>> begin

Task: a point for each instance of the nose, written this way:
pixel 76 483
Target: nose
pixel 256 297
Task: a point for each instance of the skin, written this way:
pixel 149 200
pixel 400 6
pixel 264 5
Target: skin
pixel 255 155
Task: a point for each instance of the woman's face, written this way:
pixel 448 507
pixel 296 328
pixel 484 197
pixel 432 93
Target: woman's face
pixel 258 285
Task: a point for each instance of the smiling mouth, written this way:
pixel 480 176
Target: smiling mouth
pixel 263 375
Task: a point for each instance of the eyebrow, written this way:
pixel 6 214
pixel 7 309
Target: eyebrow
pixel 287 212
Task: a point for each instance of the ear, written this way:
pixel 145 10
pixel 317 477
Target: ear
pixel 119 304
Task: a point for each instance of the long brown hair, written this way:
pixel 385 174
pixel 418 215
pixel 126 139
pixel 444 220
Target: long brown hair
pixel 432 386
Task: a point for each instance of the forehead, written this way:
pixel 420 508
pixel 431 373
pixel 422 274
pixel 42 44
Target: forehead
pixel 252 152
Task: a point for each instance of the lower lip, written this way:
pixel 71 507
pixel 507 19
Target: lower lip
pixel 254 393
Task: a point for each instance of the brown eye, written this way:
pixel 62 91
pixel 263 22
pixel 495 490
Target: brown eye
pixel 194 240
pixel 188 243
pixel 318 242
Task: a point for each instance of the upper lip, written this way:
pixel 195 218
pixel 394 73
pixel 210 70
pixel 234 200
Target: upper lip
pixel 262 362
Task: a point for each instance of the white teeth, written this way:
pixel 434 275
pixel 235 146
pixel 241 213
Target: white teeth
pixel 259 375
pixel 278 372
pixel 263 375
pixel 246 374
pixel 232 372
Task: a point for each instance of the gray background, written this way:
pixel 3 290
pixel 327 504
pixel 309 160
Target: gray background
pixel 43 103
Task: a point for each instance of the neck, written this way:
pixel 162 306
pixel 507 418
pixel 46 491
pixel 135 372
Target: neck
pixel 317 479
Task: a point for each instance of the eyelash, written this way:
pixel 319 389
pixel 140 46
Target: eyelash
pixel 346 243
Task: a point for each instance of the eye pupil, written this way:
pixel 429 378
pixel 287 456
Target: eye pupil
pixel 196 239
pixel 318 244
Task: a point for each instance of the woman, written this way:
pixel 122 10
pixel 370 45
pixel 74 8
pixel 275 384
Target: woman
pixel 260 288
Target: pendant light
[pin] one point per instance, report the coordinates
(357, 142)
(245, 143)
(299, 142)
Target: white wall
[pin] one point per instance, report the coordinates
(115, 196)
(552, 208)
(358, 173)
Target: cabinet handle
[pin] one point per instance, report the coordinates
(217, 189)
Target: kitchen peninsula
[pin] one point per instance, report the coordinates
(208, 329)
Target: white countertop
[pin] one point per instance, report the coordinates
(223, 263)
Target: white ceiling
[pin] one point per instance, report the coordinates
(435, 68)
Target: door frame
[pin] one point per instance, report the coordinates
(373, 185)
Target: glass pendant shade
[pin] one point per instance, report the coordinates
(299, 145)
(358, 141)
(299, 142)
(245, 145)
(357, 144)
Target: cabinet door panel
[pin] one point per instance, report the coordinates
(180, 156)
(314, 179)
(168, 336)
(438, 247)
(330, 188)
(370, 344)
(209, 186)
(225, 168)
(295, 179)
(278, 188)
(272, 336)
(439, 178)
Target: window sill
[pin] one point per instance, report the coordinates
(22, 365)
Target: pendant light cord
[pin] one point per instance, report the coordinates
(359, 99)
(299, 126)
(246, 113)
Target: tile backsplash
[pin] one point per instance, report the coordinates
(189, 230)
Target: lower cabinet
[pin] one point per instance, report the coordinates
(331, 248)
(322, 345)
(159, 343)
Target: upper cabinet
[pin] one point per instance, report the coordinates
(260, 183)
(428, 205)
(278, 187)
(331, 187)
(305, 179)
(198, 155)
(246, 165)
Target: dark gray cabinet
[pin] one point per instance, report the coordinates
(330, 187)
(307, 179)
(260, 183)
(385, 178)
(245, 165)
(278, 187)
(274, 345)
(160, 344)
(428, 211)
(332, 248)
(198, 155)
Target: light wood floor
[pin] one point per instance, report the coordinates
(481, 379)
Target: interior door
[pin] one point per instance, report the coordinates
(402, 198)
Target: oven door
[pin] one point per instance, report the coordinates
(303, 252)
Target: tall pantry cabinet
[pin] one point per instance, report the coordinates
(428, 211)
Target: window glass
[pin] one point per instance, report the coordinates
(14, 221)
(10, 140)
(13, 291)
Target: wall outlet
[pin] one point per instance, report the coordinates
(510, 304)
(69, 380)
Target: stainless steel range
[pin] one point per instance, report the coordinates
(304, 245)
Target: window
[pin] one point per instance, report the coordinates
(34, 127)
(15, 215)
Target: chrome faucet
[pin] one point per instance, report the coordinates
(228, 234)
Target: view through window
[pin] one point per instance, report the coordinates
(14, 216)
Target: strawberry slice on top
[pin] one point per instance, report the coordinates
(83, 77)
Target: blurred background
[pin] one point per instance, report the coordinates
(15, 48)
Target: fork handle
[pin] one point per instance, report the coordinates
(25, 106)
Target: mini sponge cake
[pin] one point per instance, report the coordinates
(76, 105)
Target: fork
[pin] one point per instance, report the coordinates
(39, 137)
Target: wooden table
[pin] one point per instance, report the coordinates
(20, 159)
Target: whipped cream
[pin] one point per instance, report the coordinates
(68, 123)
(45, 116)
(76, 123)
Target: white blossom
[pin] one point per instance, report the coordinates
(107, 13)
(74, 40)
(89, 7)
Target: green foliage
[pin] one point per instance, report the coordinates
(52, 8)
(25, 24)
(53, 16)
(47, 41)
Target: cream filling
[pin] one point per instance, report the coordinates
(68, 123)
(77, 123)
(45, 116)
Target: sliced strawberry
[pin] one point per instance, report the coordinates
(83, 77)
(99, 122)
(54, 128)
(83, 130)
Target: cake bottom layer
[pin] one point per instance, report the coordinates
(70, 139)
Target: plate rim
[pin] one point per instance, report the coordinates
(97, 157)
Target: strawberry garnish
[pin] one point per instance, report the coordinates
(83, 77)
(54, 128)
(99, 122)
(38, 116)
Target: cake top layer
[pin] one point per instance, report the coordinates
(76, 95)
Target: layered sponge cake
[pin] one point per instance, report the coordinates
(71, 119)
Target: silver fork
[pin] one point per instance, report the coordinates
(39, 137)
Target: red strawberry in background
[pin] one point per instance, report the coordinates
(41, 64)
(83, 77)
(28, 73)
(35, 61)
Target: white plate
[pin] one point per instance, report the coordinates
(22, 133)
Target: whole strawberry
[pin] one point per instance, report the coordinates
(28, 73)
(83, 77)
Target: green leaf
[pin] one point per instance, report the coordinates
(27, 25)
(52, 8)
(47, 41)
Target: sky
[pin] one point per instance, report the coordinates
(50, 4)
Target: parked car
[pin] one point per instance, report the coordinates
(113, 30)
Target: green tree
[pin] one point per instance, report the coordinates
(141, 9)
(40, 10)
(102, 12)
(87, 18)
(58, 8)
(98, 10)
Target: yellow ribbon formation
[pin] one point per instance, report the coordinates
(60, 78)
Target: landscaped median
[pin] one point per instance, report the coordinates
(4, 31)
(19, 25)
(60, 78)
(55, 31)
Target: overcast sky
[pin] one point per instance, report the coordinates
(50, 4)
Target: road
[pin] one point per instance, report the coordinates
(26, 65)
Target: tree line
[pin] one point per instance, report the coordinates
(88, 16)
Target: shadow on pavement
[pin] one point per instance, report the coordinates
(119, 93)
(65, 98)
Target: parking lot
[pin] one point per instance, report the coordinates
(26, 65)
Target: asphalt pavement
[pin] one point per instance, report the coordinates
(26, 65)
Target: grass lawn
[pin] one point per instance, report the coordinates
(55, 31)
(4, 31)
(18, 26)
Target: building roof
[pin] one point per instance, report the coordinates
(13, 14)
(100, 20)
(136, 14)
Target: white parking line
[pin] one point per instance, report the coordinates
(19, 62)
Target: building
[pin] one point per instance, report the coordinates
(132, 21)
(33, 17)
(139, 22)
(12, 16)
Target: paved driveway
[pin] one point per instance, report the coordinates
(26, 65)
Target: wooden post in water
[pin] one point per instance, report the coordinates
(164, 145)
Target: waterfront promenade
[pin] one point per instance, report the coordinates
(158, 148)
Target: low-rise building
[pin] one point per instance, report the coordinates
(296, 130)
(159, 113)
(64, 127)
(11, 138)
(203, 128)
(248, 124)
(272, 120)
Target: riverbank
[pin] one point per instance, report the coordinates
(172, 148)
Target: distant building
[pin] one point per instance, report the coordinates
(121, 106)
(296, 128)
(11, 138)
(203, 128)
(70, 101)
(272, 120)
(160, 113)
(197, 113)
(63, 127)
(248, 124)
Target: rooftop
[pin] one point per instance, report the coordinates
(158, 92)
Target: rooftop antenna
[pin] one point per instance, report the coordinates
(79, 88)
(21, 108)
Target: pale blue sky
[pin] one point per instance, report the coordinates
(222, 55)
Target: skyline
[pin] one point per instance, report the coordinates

>> end

Please copy the items above word for word, starting at the line that contains "Target: rooftop antenna" and ending at the final line of the items, with both of those lines included.

Target: rooftop antenna
[pin] one point per instance, report the coordinates
(79, 88)
(21, 108)
Target: pale blue sky
[pin] one point per instance, report the coordinates
(222, 55)
Target: skyline
[pin] one point per instance, report the coordinates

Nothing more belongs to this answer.